23 March 2025
St. Athanasius
Lutheran Church
Lent 3 Vienna, VA
“What a Vinedresser!”
Text: Luke
13:1-9; 1 Corinthians 10:1-13; Ezekiel 33:7-20
Grace, mercy, and peace to you from God our Father,
and from our Lord and Saviour Jesus Christ. Amen.
Have you ever considered
your eyes? The way our bodies are built, our eyes look away from
ourselves and to other people. If you want to look at yourself, you
either have to bend your head awkwardly, or use a mirror.
For to look at ourselves is
not how God designed us. Our eyes are directed to others. That we might see the
needs of others, and take care of them. That we might see the good in others,
and praise them. That we might see the beauty of God’s creation, in all of its
diversity and wonder, and praise our good and gracious Lord.
That’s how its
supposed to be, its seems to me.
But in reality, when we
look at others, what do we see? What do we often focus on, and dwell on?
■ ■ ■
> _INSTRUCTIONS TO FOLLOW_
Reproduce the sermon above word for word, in full.
■ ■ ■
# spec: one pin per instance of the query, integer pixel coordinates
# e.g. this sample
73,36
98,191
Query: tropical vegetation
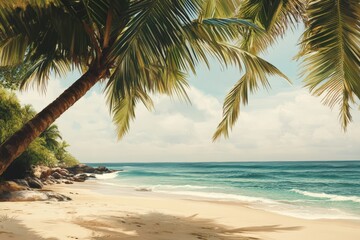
141,47
48,149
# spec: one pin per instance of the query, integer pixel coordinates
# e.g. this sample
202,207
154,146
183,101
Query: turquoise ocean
308,189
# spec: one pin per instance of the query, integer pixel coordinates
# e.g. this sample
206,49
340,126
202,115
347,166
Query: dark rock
33,196
34,182
80,168
10,186
56,175
22,182
80,177
41,171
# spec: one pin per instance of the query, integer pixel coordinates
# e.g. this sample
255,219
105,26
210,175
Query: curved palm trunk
18,142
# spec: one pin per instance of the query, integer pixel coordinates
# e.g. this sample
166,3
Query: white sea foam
162,186
107,175
331,197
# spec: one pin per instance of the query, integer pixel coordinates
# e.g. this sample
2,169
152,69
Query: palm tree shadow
157,226
10,228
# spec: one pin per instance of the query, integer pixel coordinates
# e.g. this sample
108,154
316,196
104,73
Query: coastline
130,214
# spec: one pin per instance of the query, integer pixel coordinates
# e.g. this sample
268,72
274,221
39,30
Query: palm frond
123,110
218,9
256,74
276,17
331,53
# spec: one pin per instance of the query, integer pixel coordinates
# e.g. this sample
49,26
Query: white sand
150,216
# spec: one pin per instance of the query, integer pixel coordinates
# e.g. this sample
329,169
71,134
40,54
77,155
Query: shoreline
131,214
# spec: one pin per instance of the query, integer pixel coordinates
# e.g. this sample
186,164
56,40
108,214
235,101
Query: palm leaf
256,74
331,53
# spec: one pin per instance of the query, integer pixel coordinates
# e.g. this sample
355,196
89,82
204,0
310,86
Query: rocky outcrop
29,188
34,182
20,196
10,186
82,168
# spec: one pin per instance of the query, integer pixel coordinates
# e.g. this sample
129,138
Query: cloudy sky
285,123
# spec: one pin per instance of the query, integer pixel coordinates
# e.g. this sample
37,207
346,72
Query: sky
285,123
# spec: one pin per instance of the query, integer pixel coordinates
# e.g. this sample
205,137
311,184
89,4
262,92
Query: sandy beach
131,214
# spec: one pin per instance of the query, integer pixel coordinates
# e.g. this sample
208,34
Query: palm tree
135,47
148,46
51,136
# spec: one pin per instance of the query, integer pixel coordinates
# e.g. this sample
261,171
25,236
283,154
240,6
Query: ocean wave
187,186
107,175
331,197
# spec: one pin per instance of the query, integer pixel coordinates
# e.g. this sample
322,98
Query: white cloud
288,126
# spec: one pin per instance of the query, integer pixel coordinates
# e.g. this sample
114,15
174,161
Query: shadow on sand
12,229
156,226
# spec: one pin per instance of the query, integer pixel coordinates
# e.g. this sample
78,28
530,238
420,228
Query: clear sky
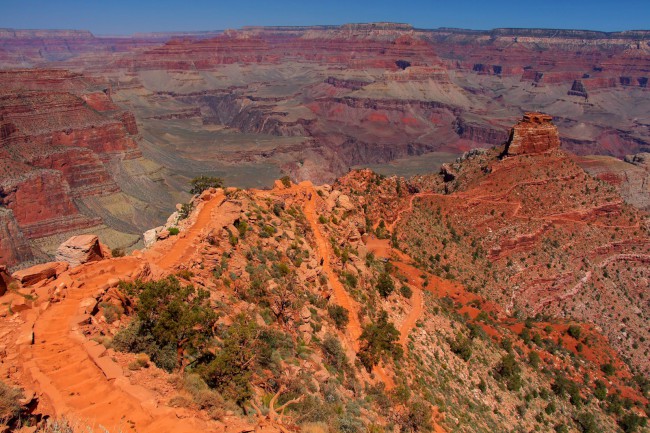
125,17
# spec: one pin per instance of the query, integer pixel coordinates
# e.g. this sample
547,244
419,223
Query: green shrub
574,331
186,210
171,321
608,369
533,359
9,403
201,183
462,347
631,421
406,291
385,285
231,369
340,315
377,340
333,352
586,422
509,371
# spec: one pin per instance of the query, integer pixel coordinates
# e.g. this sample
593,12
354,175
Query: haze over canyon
373,227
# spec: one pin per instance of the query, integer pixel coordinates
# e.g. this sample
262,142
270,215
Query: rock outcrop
535,133
38,273
5,280
81,249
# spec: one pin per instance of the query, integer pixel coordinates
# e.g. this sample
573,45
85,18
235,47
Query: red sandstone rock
38,273
5,280
13,245
533,134
80,249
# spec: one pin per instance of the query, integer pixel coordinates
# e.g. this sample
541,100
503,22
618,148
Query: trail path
66,367
184,247
342,297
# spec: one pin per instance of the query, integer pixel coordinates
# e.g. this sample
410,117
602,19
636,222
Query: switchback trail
341,295
65,366
184,246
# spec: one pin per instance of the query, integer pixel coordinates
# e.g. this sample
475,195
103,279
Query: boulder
345,202
38,273
149,237
79,250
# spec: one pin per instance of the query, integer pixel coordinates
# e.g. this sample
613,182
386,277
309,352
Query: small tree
377,340
232,367
201,183
170,318
339,315
574,331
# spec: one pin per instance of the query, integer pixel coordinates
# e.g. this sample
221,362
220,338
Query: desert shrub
385,285
630,422
406,291
608,369
242,228
333,352
574,331
185,210
461,346
377,340
351,280
562,386
418,417
533,359
339,315
201,183
171,321
9,403
111,312
230,371
509,371
586,423
600,392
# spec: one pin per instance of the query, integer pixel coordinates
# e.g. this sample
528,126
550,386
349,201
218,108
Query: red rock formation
13,245
38,273
533,134
80,249
57,135
42,205
5,280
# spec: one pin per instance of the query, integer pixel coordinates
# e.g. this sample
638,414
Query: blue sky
125,17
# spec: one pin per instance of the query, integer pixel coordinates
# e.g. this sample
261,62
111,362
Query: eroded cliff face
62,142
535,133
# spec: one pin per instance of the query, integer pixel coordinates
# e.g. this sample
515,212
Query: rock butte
535,133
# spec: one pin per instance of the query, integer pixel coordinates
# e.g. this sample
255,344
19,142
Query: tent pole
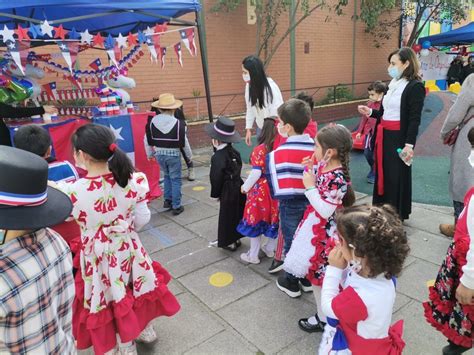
202,45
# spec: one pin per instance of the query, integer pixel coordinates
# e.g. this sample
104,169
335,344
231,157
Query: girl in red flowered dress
261,211
326,191
119,289
451,306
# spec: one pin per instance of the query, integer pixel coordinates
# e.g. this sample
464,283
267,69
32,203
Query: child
119,289
35,139
451,308
164,137
37,286
226,182
373,247
376,92
326,191
261,211
285,170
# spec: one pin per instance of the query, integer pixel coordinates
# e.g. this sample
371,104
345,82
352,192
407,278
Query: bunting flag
51,90
96,64
69,51
177,50
187,36
163,55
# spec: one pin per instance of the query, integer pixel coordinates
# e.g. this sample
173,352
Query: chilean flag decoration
69,51
51,91
187,36
177,50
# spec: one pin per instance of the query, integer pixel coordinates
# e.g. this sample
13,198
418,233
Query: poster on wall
435,65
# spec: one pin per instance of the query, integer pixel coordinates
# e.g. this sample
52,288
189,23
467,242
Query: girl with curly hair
371,251
328,188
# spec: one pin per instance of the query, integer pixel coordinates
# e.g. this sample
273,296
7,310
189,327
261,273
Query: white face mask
281,132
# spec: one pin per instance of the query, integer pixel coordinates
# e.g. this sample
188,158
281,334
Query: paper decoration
177,50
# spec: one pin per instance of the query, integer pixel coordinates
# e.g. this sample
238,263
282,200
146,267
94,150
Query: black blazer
7,111
412,101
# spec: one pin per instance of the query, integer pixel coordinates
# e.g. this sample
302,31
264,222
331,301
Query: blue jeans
171,168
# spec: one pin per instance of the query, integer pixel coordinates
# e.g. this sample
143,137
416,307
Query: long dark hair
96,141
336,136
258,81
268,133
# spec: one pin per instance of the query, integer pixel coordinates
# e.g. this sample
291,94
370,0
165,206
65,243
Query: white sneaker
269,254
246,257
148,335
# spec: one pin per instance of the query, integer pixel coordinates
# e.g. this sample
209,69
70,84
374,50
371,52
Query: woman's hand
248,137
50,109
464,295
364,110
336,258
309,179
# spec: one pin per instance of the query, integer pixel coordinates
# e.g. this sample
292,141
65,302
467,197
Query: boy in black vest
165,136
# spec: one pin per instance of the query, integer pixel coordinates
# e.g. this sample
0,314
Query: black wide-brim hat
223,130
26,200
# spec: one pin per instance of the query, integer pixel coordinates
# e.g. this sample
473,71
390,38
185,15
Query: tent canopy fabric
461,35
111,16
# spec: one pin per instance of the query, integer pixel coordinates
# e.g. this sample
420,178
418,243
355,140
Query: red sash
383,125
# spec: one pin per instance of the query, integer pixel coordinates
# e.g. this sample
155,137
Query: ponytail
99,142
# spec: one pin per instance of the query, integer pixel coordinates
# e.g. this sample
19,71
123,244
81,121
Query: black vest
172,139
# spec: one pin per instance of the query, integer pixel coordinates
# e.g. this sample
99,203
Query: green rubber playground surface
430,171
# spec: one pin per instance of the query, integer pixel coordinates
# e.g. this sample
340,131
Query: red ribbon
389,126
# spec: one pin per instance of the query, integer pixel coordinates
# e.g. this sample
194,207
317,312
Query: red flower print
82,217
112,260
131,194
124,246
145,265
89,270
138,283
94,185
105,280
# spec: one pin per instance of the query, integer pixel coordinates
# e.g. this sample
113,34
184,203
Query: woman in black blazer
397,127
7,111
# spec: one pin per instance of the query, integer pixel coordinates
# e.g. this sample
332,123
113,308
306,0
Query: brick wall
230,39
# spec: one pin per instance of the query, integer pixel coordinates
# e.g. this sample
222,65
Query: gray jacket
462,174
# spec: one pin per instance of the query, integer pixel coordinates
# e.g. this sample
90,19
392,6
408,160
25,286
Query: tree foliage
418,13
272,14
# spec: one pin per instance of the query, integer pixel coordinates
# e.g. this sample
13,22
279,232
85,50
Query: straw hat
167,102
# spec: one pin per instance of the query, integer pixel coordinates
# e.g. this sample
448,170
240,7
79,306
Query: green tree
420,13
270,31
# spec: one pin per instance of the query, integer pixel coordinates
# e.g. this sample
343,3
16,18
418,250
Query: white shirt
255,113
392,99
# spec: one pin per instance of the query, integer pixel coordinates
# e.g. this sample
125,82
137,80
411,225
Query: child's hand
309,179
336,258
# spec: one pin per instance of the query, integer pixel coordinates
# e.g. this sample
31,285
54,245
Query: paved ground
251,315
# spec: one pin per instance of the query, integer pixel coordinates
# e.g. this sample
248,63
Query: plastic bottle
403,157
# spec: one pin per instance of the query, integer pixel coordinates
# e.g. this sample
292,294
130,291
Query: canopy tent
107,16
461,35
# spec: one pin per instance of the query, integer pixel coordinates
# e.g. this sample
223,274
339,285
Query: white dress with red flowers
119,289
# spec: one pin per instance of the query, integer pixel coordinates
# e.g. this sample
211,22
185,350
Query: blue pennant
35,31
141,37
73,34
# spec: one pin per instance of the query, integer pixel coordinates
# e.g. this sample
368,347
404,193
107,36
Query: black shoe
177,211
311,328
290,287
276,266
454,349
167,205
305,285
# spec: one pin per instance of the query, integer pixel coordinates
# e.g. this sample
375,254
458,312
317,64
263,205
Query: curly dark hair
377,234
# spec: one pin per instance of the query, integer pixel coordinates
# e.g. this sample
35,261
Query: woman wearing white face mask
262,95
397,127
461,177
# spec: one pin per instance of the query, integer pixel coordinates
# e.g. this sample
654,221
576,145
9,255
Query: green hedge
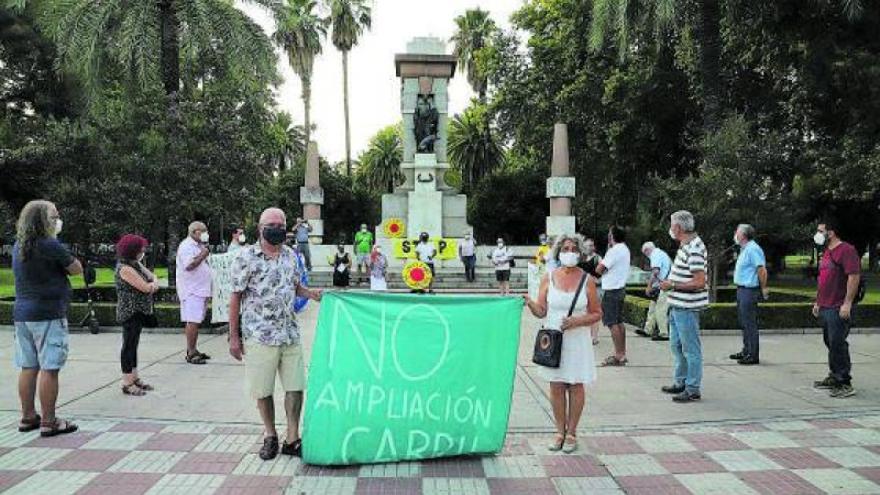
722,316
168,315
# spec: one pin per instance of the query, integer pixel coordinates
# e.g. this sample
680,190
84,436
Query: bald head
273,216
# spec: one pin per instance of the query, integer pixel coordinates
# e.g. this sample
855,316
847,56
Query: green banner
403,377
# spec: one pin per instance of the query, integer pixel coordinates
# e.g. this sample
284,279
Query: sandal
56,427
133,389
570,446
556,446
195,358
613,361
144,386
26,425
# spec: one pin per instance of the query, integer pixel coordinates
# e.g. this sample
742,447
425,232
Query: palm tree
299,32
149,41
475,29
474,150
620,16
380,163
291,141
349,19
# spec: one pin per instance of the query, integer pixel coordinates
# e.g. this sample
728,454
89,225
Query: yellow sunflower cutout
394,228
417,275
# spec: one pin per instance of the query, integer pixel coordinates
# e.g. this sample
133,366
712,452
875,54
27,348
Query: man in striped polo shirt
688,295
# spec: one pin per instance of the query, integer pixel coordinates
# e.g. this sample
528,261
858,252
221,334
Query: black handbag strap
577,294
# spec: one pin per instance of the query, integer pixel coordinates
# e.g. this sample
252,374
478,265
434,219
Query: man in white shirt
425,252
467,251
501,257
614,270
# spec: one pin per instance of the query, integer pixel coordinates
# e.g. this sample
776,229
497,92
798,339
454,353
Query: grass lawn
105,278
808,288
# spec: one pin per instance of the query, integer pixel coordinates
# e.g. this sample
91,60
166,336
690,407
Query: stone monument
560,186
311,195
424,201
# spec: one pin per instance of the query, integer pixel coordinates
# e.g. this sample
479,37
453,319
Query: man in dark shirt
839,275
41,266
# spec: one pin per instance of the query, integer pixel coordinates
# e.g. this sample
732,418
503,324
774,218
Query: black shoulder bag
548,342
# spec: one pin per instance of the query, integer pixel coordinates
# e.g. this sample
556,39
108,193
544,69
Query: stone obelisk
560,186
312,195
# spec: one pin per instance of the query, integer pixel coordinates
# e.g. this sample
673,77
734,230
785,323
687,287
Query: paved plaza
758,429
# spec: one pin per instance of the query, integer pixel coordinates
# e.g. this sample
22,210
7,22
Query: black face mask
274,235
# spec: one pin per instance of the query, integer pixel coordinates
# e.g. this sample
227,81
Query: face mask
568,259
274,235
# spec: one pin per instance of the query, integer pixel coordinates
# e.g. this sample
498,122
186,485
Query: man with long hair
41,266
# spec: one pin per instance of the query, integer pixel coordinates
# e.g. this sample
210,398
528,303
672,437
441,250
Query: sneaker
294,448
841,391
673,389
828,382
270,448
686,397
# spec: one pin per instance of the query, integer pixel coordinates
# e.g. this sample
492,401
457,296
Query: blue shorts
41,344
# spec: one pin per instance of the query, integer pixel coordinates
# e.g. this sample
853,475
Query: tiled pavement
837,456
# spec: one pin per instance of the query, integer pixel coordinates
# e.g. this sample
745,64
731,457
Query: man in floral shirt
265,283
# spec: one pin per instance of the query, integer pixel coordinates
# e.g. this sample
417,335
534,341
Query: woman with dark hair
341,267
135,286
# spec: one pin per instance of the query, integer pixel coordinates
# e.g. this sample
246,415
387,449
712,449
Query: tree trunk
170,46
307,104
345,104
170,66
710,63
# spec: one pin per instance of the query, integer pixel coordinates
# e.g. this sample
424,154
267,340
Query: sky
374,90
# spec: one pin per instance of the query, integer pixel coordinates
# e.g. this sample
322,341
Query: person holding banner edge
264,275
577,366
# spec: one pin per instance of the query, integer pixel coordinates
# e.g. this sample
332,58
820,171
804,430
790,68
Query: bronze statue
425,120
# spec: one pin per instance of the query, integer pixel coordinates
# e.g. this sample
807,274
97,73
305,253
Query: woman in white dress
578,364
378,265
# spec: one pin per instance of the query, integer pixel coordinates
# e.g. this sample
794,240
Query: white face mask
568,259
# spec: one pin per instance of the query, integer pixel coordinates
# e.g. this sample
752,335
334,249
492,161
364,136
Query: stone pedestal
424,201
311,195
560,186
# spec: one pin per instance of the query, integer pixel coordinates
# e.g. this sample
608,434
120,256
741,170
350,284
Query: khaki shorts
■ ■ ■
> _WRITTEN SOLUTION_
23 March 2025
St. Athanasius
Lutheran Church
Lent 3 Vienna, VA
“What a Vinedresser!”
Text: Luke
13:1-9; 1 Corinthians 10:1-13; Ezekiel 33:7-20
Grace, mercy, and peace to you from God our Father,
and from our Lord and Saviour Jesus Christ. Amen.
Have you ever considered
your eyes? The way our bodies are built, our eyes look away from
ourselves and to other people. If you want to look at yourself, you
either have to bend your head awkwardly, or use a mirror.
For to look at ourselves is
not how God designed us. Our eyes are directed to others. That we might see the
needs of others, and take care of them. That we might see the good in others,
and praise them. That we might see the beauty of God’s creation, in all of its
diversity and wonder, and praise our good and gracious Lord.
That’s how its
supposed to be, its seems to me.
But in reality, when we
look at others, what do we see? What do we often focus on, and dwell on?